--- SOURCE MATERIAL ---
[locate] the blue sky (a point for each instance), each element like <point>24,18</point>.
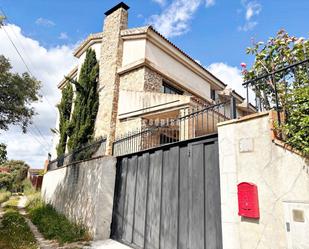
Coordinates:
<point>214,32</point>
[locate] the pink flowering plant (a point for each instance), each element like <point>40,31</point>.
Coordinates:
<point>292,84</point>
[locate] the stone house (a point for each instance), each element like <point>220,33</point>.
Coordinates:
<point>144,76</point>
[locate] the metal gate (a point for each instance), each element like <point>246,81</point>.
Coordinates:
<point>169,197</point>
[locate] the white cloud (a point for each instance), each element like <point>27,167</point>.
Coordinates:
<point>175,18</point>
<point>210,3</point>
<point>63,36</point>
<point>44,22</point>
<point>247,26</point>
<point>161,2</point>
<point>231,76</point>
<point>252,9</point>
<point>49,66</point>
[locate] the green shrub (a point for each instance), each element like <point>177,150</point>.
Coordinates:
<point>54,225</point>
<point>15,233</point>
<point>12,203</point>
<point>4,196</point>
<point>28,187</point>
<point>34,201</point>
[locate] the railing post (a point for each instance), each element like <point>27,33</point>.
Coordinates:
<point>233,108</point>
<point>277,99</point>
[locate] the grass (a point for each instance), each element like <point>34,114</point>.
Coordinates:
<point>15,233</point>
<point>4,196</point>
<point>11,204</point>
<point>54,225</point>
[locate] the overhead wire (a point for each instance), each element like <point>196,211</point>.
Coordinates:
<point>28,69</point>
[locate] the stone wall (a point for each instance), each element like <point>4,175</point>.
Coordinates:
<point>248,154</point>
<point>133,80</point>
<point>84,192</point>
<point>153,81</point>
<point>111,57</point>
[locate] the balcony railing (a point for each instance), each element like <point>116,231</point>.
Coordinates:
<point>190,123</point>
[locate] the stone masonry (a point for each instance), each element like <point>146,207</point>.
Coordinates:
<point>111,56</point>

--- REQUIREMENT ---
Please reproduce only the lines between the one containing "[locate] the white" and the one containing "<point>190,123</point>", inclusive, with "overhead wire" changed to "power line" and nothing else altered.

--- SOLUTION FOR THIS EXERCISE ---
[locate] the white cloud (a point for each instance), each element like <point>27,167</point>.
Coordinates:
<point>175,18</point>
<point>210,3</point>
<point>63,36</point>
<point>44,22</point>
<point>247,26</point>
<point>161,2</point>
<point>231,76</point>
<point>252,9</point>
<point>49,66</point>
[locate] the green shrub (a point for each instance), each element like <point>177,150</point>.
Coordinates:
<point>54,225</point>
<point>15,233</point>
<point>12,203</point>
<point>4,196</point>
<point>28,187</point>
<point>34,201</point>
[locate] the railing post (a point for each instance), each element like <point>27,33</point>.
Coordinates:
<point>233,108</point>
<point>277,99</point>
[locate] the grass (a point for each instance), each element like <point>34,114</point>.
Coordinates:
<point>15,233</point>
<point>4,196</point>
<point>11,204</point>
<point>54,225</point>
[locate] the power line (a point for each instance), each element like <point>196,211</point>.
Coordinates:
<point>28,69</point>
[locate] the stone wall (a point for each instance), each element like <point>4,175</point>.
Coordinates:
<point>248,154</point>
<point>133,80</point>
<point>84,192</point>
<point>153,81</point>
<point>111,57</point>
[locate] the balcony railing (a point for each instance), each element like <point>116,231</point>.
Coordinates:
<point>190,123</point>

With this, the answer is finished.